» Activity:
The answer should consist of all the records, copied exactly.
---- Supplied entries
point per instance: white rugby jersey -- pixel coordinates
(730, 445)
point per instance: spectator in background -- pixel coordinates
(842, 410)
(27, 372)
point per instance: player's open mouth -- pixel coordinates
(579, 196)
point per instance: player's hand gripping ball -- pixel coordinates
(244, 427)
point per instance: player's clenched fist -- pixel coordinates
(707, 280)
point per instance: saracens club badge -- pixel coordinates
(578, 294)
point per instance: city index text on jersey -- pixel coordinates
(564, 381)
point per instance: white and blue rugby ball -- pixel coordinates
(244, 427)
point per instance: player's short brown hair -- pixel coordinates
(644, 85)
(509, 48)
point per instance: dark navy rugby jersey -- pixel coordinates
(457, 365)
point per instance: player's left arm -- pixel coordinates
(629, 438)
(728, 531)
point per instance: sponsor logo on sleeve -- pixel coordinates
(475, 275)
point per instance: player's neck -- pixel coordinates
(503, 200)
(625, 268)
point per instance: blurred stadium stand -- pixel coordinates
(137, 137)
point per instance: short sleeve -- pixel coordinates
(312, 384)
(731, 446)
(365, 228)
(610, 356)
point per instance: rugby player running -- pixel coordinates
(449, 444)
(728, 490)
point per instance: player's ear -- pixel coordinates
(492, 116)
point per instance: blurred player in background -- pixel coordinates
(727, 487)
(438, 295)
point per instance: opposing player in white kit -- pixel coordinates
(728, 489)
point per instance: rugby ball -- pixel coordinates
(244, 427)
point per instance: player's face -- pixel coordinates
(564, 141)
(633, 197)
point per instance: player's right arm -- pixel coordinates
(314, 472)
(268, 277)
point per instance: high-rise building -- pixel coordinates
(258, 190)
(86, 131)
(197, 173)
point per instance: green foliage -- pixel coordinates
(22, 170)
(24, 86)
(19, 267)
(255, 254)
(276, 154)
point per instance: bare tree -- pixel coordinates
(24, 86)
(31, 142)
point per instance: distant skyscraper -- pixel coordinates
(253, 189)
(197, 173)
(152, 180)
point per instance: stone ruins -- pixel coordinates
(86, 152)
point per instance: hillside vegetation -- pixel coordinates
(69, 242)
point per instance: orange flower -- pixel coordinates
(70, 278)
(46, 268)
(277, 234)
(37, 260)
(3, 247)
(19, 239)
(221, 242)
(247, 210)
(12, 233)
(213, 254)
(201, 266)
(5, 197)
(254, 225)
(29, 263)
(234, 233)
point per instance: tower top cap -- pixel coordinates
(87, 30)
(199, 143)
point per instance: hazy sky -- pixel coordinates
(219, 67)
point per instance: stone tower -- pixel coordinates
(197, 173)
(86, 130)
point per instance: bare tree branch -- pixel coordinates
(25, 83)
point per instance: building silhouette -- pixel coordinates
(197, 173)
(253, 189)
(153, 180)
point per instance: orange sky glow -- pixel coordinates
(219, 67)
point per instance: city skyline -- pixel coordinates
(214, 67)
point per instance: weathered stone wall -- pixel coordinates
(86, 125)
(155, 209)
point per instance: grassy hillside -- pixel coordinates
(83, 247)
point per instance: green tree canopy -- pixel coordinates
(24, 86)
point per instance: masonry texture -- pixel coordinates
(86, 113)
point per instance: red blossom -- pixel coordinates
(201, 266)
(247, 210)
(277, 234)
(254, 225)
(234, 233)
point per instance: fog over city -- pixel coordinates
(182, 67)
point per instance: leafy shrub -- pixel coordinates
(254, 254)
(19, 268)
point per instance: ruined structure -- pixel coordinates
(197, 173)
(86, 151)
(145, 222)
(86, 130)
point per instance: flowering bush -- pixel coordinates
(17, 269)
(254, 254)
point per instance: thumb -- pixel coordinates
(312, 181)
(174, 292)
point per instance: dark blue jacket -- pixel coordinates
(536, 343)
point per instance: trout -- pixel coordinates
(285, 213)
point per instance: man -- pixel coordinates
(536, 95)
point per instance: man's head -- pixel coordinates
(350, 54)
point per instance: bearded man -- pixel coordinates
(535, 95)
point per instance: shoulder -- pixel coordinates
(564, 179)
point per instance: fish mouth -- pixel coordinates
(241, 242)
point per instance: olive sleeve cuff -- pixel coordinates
--------
» Output below:
point per instance: white rugby jersey -- pixel coordinates
(730, 445)
point per instance: spectator in background -- pixel coordinates
(842, 410)
(27, 372)
point per instance: player's open mouth -- pixel coordinates
(579, 196)
point per instance: player's hand gripping ball -- pixel coordinates
(244, 427)
point per instance: player's clenched fist -- pixel coordinates
(707, 280)
point per instance: saracens club badge -- pixel coordinates
(578, 294)
point per instance: city index text on jersey -- pixel coordinates
(564, 381)
point per instance: white and blue rugby ball -- pixel coordinates
(244, 427)
point per instance: player's short brown hair -- pixel coordinates
(644, 85)
(509, 48)
point per instance: dark navy rugby jersey -- pixel coordinates
(457, 365)
point per instance: player's left arm -- pixel coordinates
(629, 438)
(728, 531)
point per instance: sponsor logo on sleeve -- pixel coordinates
(475, 275)
point per instance: player's neck -- pixel coordinates
(503, 200)
(625, 268)
point per instance: blurred stadium stand -- pixel coordinates
(137, 137)
point per instance: short sleeve -- pixel coordinates
(312, 384)
(731, 446)
(365, 228)
(610, 356)
point per instance: rugby player running -- pixel coordinates
(449, 444)
(728, 490)
point per instance: player's ear -- pixel coordinates
(492, 116)
point per instance: blurred player in background -- pixel coordinates
(727, 487)
(438, 295)
point per instance: opposing player in white kit -- pixel coordinates
(728, 489)
point per instance: rugby ball -- pixel coordinates
(244, 427)
point per instance: player's face -- pixel coordinates
(564, 141)
(633, 197)
point per instance: player's right arm -- pixel coordinates
(314, 472)
(268, 277)
point per instance: high-rise building -- pixel coordinates
(258, 190)
(86, 131)
(197, 173)
point per instance: green foliage -- pixel coordinates
(22, 170)
(24, 86)
(19, 267)
(255, 254)
(276, 154)
point per instance: bare tree -- pixel coordinates
(24, 86)
(31, 142)
point per instance: distant skyscraper -- pixel coordinates
(253, 189)
(197, 173)
(152, 180)
point per instance: stone ruins -- pixel coordinates
(86, 152)
point per instance: hillside vegetation -- pixel coordinates
(69, 242)
point per instance: orange flower -- pixel coordinates
(70, 278)
(46, 268)
(277, 234)
(37, 260)
(3, 247)
(19, 239)
(221, 242)
(247, 210)
(12, 233)
(213, 254)
(201, 266)
(5, 197)
(254, 225)
(29, 263)
(234, 233)
point per instance: tower top cap -- pixel coordinates
(87, 30)
(199, 143)
point per instance: hazy sky -- pixel coordinates
(219, 67)
point per instance: stone tower -- pixel coordinates
(197, 173)
(86, 130)
point per instance: bare tree branch -- pixel coordinates
(25, 83)
point per instance: building silhouette -- pixel coordinates
(197, 173)
(253, 189)
(153, 180)
point per instance: orange sky glow -- pixel coordinates
(219, 67)
point per instance: city skyline -- pixel coordinates
(214, 67)
point per instance: weathered stone wall -- pixel coordinates
(86, 125)
(155, 209)
point per instance: grassy hillside -- pixel coordinates
(83, 247)
point per instance: green tree canopy -- pixel coordinates
(24, 86)
point per instance: masonry texture -- pixel coordinates
(86, 113)
point per instance: red blossom -- pixel coordinates
(201, 266)
(247, 210)
(277, 234)
(254, 225)
(234, 233)
point per instance: fog over city -- pixel coordinates
(182, 67)
point per instance: leafy shrub -- pixel coordinates
(254, 254)
(19, 268)
point per instance: ruined structure -- pixel coordinates
(197, 173)
(86, 151)
(145, 222)
(86, 130)
point per instance: flowering bush -- pixel coordinates
(17, 269)
(254, 254)
point per instance: thumb -- pixel coordinates
(312, 181)
(174, 292)
point per instance: dark blue jacket -- pixel coordinates
(536, 343)
point per instance: trout -- pixel coordinates
(285, 213)
point per instance: man -- pixel coordinates
(536, 95)
point per instance: man's head -- pixel coordinates
(350, 54)
point per instance: bearded man -- pixel coordinates
(535, 95)
point per instance: shoulder -- pixel coordinates
(564, 179)
point per instance: fish mouth -- pixel coordinates
(241, 242)
point per instance: olive sleeve cuff -- pixel coordinates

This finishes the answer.